■ Provided text
'''
You are viewing a plain text version of this content. The canonical link for it is here.
Posted to github@arrow.apache.org by "zeodtr (via GitHub)" <gi...@apache.org> on 2023/02/02 09:35:29 UTC

[GitHub] [arrow-datafusion] zeodtr opened a new issue, #5157: Optimizer: Avoid too many string cloning in the optimizer

zeodtr opened a new issue, #5157:
URL: https://github.com/apache/arrow-datafusion/issues/5157

   **Is your feature request related to a problem or challenge? Please describe what you are trying to do.**
   
   I'm not sure this is a feature request, but at least this is not a bug (albeit it's a performance problem), so I write this issue as a feature request.
   
   I'm benchmarking the optimizers of DataFusion and Calcite.  
   I intended to compare the quality of the optimized plans between them, assuming that DataFusion's optimizing speed would be faster (since it's written in Rust).  
   But to my surprise, I found that Calcite's optimizer is way faster (~ 20x) in some cases.
   
   The case is as follows:
   
   * Query statement is very simple: "select column_1 from table_1"
   * table_1 has about 700 columns (Yes, it has so many columns, that's the problem).
   
   While Calcite finished the optimization in about 7 msec, DataFusion's optimizer took about 120 msec.  
   At first, the number was worse, but it settled to about 120 msec when I set the global allocator to mimalloc. (I've tried snmalloc and it was somewhat faster - about 100 msec. But somehow snmalloc did not play well with valgrind, I chose mimalloc at least temporarily)
   
   I ran the test program with valgrind / callgrind and drew the call graph.  The graph showed that about half of the execution time is being spent on `<alloc::string::String as core::clone::Clone>::clone`. The call count was 3,930,814.
   
   I ran the optimizer for another table with fewer columns (about 200 columns), and it took much less time - about 12msec.
'''
Reproduce the issue from "But to my surprise, I" up to and including "at least temporarily)", renaming "mimalloc" to "jemalloc" throughout. You do not need the items to complete this work.

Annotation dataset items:
'''
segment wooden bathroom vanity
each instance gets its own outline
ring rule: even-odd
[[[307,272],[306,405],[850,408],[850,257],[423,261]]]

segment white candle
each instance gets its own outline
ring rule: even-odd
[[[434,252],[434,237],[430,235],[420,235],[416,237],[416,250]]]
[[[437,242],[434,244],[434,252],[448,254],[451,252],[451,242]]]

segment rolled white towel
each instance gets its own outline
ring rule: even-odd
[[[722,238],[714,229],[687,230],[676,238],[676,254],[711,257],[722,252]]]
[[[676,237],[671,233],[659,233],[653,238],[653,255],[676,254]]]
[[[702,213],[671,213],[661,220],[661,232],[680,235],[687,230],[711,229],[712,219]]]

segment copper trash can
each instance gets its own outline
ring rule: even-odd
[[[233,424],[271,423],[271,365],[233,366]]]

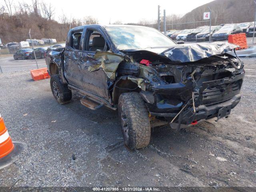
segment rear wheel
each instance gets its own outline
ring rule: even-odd
[[[150,121],[144,100],[138,93],[120,96],[118,115],[125,144],[132,150],[147,146],[150,139]]]
[[[68,88],[68,85],[63,84],[58,74],[51,76],[51,89],[54,96],[60,104],[70,102],[72,98],[72,92]]]

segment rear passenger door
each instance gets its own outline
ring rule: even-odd
[[[108,100],[108,85],[106,73],[102,70],[88,70],[89,66],[100,63],[94,58],[96,51],[107,49],[103,32],[96,28],[86,26],[80,38],[76,35],[81,32],[81,31],[72,32],[70,44],[66,47],[64,56],[66,78],[70,84]],[[94,40],[94,38],[96,38]]]

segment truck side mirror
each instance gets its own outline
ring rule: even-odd
[[[179,41],[177,42],[177,44],[184,44],[184,41]]]

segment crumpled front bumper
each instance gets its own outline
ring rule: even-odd
[[[152,87],[152,90],[154,93],[151,96],[151,99],[146,92],[141,93],[141,95],[146,102],[146,106],[151,115],[163,117],[171,120],[184,106],[186,101],[191,99],[192,92],[194,92],[194,94],[197,93],[196,95],[195,95],[196,112],[194,112],[191,106],[186,107],[181,114],[182,118],[181,119],[180,118],[179,120],[182,124],[188,125],[195,120],[208,119],[214,117],[220,118],[228,115],[231,109],[240,100],[240,89],[244,76],[244,73],[243,72],[230,78],[224,78],[203,82],[197,92],[194,90],[194,84],[192,80],[188,79],[186,82],[182,83]],[[208,87],[213,86],[220,87],[216,89],[207,89]],[[170,100],[167,99],[167,102],[156,102],[156,96],[158,94],[168,95],[170,96]],[[174,122],[178,120],[178,118],[176,117]]]

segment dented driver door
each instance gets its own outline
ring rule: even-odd
[[[77,40],[76,32],[70,35],[71,39],[68,42],[70,46],[66,47],[64,57],[65,76],[69,84],[108,100],[106,73],[101,70],[93,72],[89,70],[89,67],[100,62],[94,58],[95,52],[82,50],[85,34],[83,34],[80,38],[77,37]],[[76,44],[77,40],[79,42]],[[79,49],[75,49],[78,47]]]

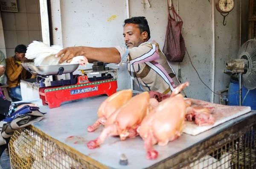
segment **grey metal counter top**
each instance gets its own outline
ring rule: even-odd
[[[256,111],[246,114],[221,124],[197,136],[183,134],[179,138],[163,147],[154,146],[159,152],[156,160],[146,159],[143,142],[139,136],[121,141],[119,137],[108,138],[99,148],[89,149],[86,144],[75,144],[65,142],[66,138],[72,135],[84,137],[87,141],[95,139],[102,131],[101,127],[94,132],[87,132],[87,127],[97,119],[97,111],[105,96],[97,96],[64,103],[61,107],[50,109],[48,106],[41,107],[41,112],[47,113],[45,118],[33,126],[54,139],[67,144],[110,168],[115,169],[142,169],[149,167],[184,149],[198,143],[201,141],[218,133],[234,123],[256,114]],[[121,154],[128,160],[126,166],[119,164]]]

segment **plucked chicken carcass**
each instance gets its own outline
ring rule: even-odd
[[[159,102],[177,95],[185,87],[188,86],[189,83],[186,82],[182,83],[177,87],[170,95],[163,95],[157,92],[151,91],[149,92],[151,98],[154,98]],[[215,121],[212,115],[207,108],[198,107],[193,107],[191,104],[191,100],[189,99],[185,99],[186,105],[186,119],[189,121],[195,121],[195,123],[200,126],[212,125]]]
[[[166,146],[182,134],[186,109],[184,98],[178,94],[164,100],[144,118],[137,132],[144,141],[147,159],[157,157],[154,145]]]
[[[89,149],[99,146],[110,136],[119,135],[121,140],[138,135],[137,130],[148,113],[151,106],[149,94],[144,92],[133,97],[112,113],[105,123],[105,127],[99,136],[87,144]]]
[[[105,125],[106,120],[115,111],[126,103],[132,97],[131,89],[120,90],[113,94],[102,102],[98,110],[99,118],[87,130],[89,132],[95,130],[101,124]]]
[[[55,57],[55,55],[63,49],[59,45],[49,46],[41,42],[34,41],[29,45],[25,57],[28,59],[34,59],[35,66],[79,64],[86,67],[85,64],[88,63],[85,57],[79,56],[74,57],[70,63],[65,61],[60,64],[58,62],[64,54],[58,57]]]

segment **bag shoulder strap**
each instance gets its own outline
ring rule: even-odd
[[[180,21],[182,21],[182,20],[181,19],[181,18],[180,17],[180,16],[178,14],[177,14],[177,13],[176,12],[175,8],[174,8],[174,6],[173,5],[173,3],[172,2],[172,0],[171,0],[171,1],[172,1],[172,4],[171,4],[171,6],[170,6],[170,5],[169,4],[169,0],[167,0],[167,2],[168,3],[168,11],[169,12],[169,14],[170,15],[170,16],[171,17],[171,18],[172,19],[173,19],[175,21],[177,21],[178,20],[178,18],[179,18],[179,19],[180,20]],[[173,15],[173,17],[174,18],[173,18],[172,17],[172,16],[171,16],[171,14],[170,14],[170,9],[171,9],[172,11],[172,14]],[[175,17],[176,17],[177,19],[175,19],[176,18],[175,18]]]

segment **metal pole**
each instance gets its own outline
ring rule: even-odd
[[[240,73],[239,74],[239,105],[242,106],[242,73]]]

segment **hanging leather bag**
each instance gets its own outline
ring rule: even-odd
[[[183,21],[176,13],[172,1],[171,8],[173,17],[171,16],[170,10],[168,16],[168,24],[166,34],[163,52],[169,61],[182,62],[185,56],[186,47],[183,37],[181,34]],[[178,21],[178,18],[180,21]]]

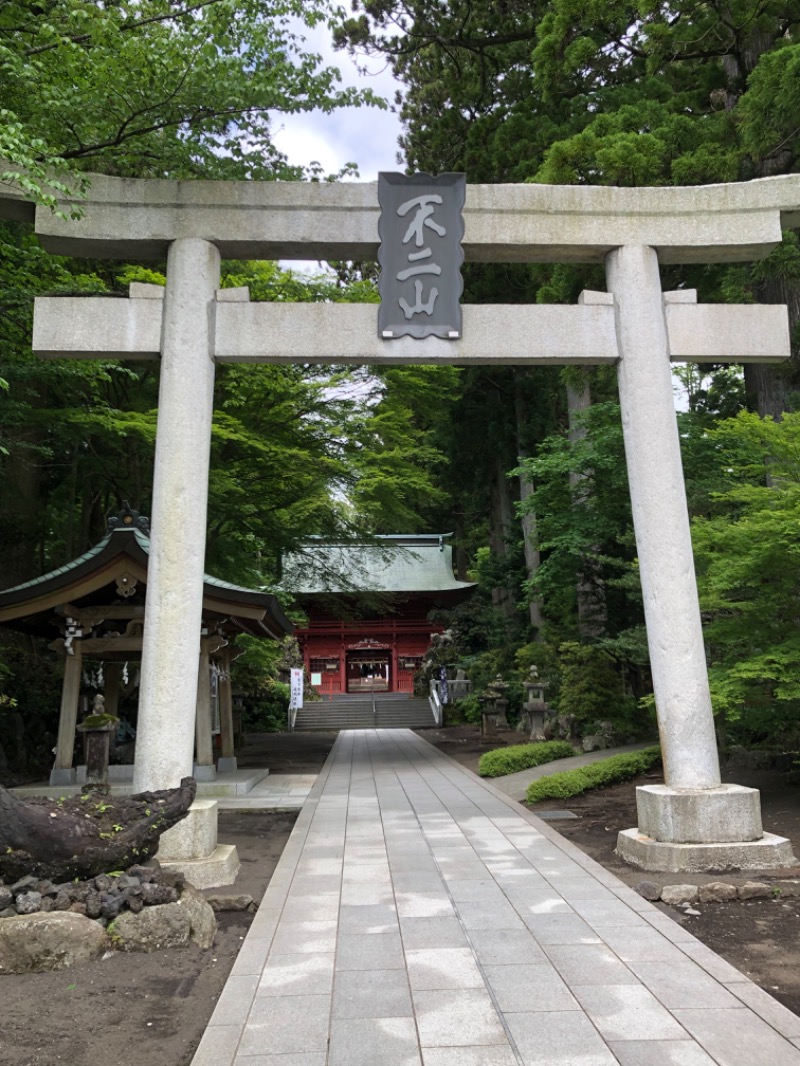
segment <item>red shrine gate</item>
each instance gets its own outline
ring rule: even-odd
[[[431,635],[444,628],[428,620],[430,611],[454,607],[474,587],[453,577],[445,539],[314,542],[285,561],[283,584],[308,614],[297,637],[311,688],[323,696],[413,692]],[[359,599],[370,596],[381,607],[359,610]]]

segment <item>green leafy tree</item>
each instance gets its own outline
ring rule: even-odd
[[[81,172],[298,177],[272,116],[374,98],[304,47],[324,0],[10,0],[0,10],[0,158],[52,206]]]
[[[734,739],[800,743],[800,416],[741,413],[708,432],[709,511],[692,540],[714,706]]]

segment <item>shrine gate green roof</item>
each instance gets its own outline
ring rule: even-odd
[[[369,543],[309,538],[284,558],[282,586],[294,595],[457,593],[449,533],[391,534]]]

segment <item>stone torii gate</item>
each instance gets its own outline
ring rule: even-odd
[[[638,790],[638,828],[620,849],[662,870],[793,861],[788,841],[763,833],[758,793],[720,784],[670,375],[670,360],[786,358],[786,309],[665,293],[659,264],[763,258],[782,226],[800,227],[800,177],[467,187],[466,259],[605,262],[608,292],[585,292],[577,307],[466,306],[457,340],[382,340],[374,306],[251,304],[246,290],[219,289],[223,257],[375,259],[375,184],[94,177],[82,210],[75,222],[36,209],[47,249],[167,259],[165,290],[37,298],[34,320],[41,355],[161,358],[137,789],[174,786],[192,768],[214,362],[612,362],[667,780]],[[19,195],[6,213],[33,216]]]

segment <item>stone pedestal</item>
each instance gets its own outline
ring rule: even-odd
[[[764,833],[756,789],[645,785],[636,790],[636,805],[639,825],[619,835],[617,852],[642,870],[767,870],[796,862],[790,841]]]
[[[233,844],[217,843],[217,802],[195,800],[189,813],[161,837],[156,858],[166,870],[179,870],[195,888],[233,885],[239,856]]]

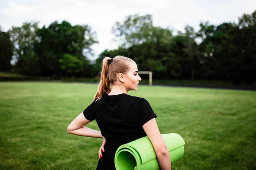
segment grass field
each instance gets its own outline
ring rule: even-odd
[[[0,170],[95,170],[102,139],[69,134],[96,85],[0,83]],[[256,169],[256,91],[141,86],[162,133],[186,143],[172,170]],[[94,121],[88,126],[99,130]]]

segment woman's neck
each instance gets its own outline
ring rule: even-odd
[[[123,93],[126,94],[127,92],[127,91],[123,86],[113,85],[112,85],[111,91],[108,95],[116,95]]]

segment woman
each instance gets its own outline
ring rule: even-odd
[[[136,90],[141,80],[136,63],[125,57],[106,57],[102,66],[92,103],[70,123],[68,132],[102,138],[97,170],[115,170],[114,159],[118,147],[146,136],[161,169],[170,170],[170,156],[156,122],[157,116],[145,99],[126,94]],[[84,126],[94,120],[101,132]]]

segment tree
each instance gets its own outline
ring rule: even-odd
[[[146,41],[152,34],[149,30],[153,27],[152,16],[129,15],[122,23],[116,22],[112,27],[112,33],[122,41],[122,45],[130,47]]]
[[[88,26],[75,26],[67,21],[52,23],[36,32],[36,52],[39,56],[41,74],[59,77],[65,71],[59,61],[65,54],[76,56],[84,64],[87,63],[85,51],[91,52],[91,45],[98,43],[95,33]]]
[[[61,69],[71,74],[73,77],[76,73],[81,72],[83,70],[83,62],[70,54],[64,54],[63,58],[59,60],[59,62]]]
[[[34,52],[35,31],[38,22],[24,23],[20,27],[13,27],[9,31],[14,46],[15,71],[27,75],[39,73],[38,58]]]

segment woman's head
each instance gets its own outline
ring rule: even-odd
[[[135,62],[130,58],[117,56],[113,59],[105,57],[102,60],[101,80],[93,100],[100,99],[111,91],[111,85],[122,86],[126,91],[137,89],[141,79],[138,74]]]

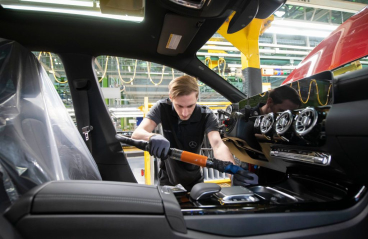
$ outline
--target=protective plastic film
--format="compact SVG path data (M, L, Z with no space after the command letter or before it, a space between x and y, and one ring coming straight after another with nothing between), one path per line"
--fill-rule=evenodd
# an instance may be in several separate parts
M1 38L0 146L0 210L6 200L14 202L48 181L101 180L36 57L17 42Z

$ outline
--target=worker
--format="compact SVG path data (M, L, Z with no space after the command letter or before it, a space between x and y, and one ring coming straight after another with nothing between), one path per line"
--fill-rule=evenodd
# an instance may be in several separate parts
M294 88L283 86L270 91L266 104L259 103L252 108L254 116L278 113L286 110L296 110L300 106L300 97Z
M230 150L219 133L219 122L208 107L196 104L199 88L196 80L188 75L176 78L168 85L169 98L152 106L132 138L148 140L150 155L160 158L159 185L181 184L187 191L203 182L200 167L166 158L170 148L198 154L204 134L207 134L216 158L234 164ZM161 123L163 134L152 132ZM248 184L258 183L258 177L246 171L238 177Z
'''
■ Written response
But to my surprise, I found that Calcite's optimizer is way faster (~ 20x) in some cases.
   
   The case is as follows:
   
   * Query statement is very simple: "select column_1 from table_1"
   * table_1 has about 700 columns (Yes, it has so many columns, that's the problem).
   
   While Calcite finished the optimization in about 7 msec, DataFusion's optimizer took about 120 msec.  
   At first, the number was worse, but it settled to about 120 msec when I set the global allocator to jemalloc. (I've tried snmalloc and it was somewhat faster - about 100 msec. But somehow snmalloc did not play well with valgrind, I chose jemalloc at least temporarily)